# Source
((

This year it might also be worth taking special note of the fundamental role that monogamous marriage has played in the creation of peaceful civilizations and even in the evolution of humanity itself.

In my new book, Marriage and Civilization: How Monogamy Made Us Human, I take note of two recent major developments in anthropological and sociological theory:

• Monogamous marriage has played the key roll in creating the relatively peaceful civilizations of Western Europe, India, China and the other Confucian cultures of the Far East. It’s counterpart in marriage arrangements, polygamy, on the other hand, creates cultures that are violent within and without, eternally unstable and at war with other cultures.

• The male-female pair-bond — the foundation of human marriage — stretches all the way back to the beginning of humanity. Anthropologists now believe that we spent the first five million years of our existence — the hunter-gatherer stage — as pair-bonded monogamous couples. Polygamy, common among more recent tribes subsisting on early agriculture, was a backsliding, a later development that produced smaller cultures that are perpetually at war. Only when Ancient Greece, Rome, India, and China re-established monogamy did the larger, more successful civilizations begin to flourish.

))

# Task set
• 1. Answer these from the marriage passage:
(a) What is the full title of the book the author mentions?
(b) For how many years do anthropologists now believe humans lived as pair-bonded monogamous couples?
(c) Among what kind of tribes was polygamy common?
• 2. Turn the paragraph of the marriage passage that begins "The male-female pair-bond" into a short list of its main points.
• 3. Reproduce the marriage passage word for word, starting at "This year it" and ending at "with other cultures.".
The data that come next have nothing to do with any of this.

# Available data
((

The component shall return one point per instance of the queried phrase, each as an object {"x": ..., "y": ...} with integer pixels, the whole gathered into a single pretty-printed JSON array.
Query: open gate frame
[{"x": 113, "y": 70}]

))

# Results for the exercise
• 1.
(a) Marriage and Civilization: How Monogamy Made Us Human
(b) The first five million years
(c) More recent tribes living on early agriculture

• 2.
- The male-female pair-bond, the basis of human marriage, goes back to the start of humanity.
- Anthropologists now believe humans spent their first five million years, the hunter-gatherer stage, as pair-bonded monogamous couples.
- Polygamy, common among later tribes living on early agriculture, was a backsliding that produced smaller cultures that were always at war.
- Larger, more successful civilizations began to flourish only when Ancient Greece, Rome, India, and China re-established monogamy.

• 3.
This year it might also be worth taking special note of the fundamental role that monogamous marriage has played in the creation of peaceful civilizations and even in the evolution of humanity itself.

In my new book, Marriage and Civilization: How Monogamy Made Us Human, I take note of two recent major developments in anthropological and sociological theory:

• Monogamous marriage has played the key roll in creating the relatively peaceful civilizations of Western Europe, India, China and the other Confucian cultures of the Far East. It’s counterpart in marriage arrangements, polygamy, on the other hand, creates cultures that are violent within and without, eternally unstable and at war with other cultures.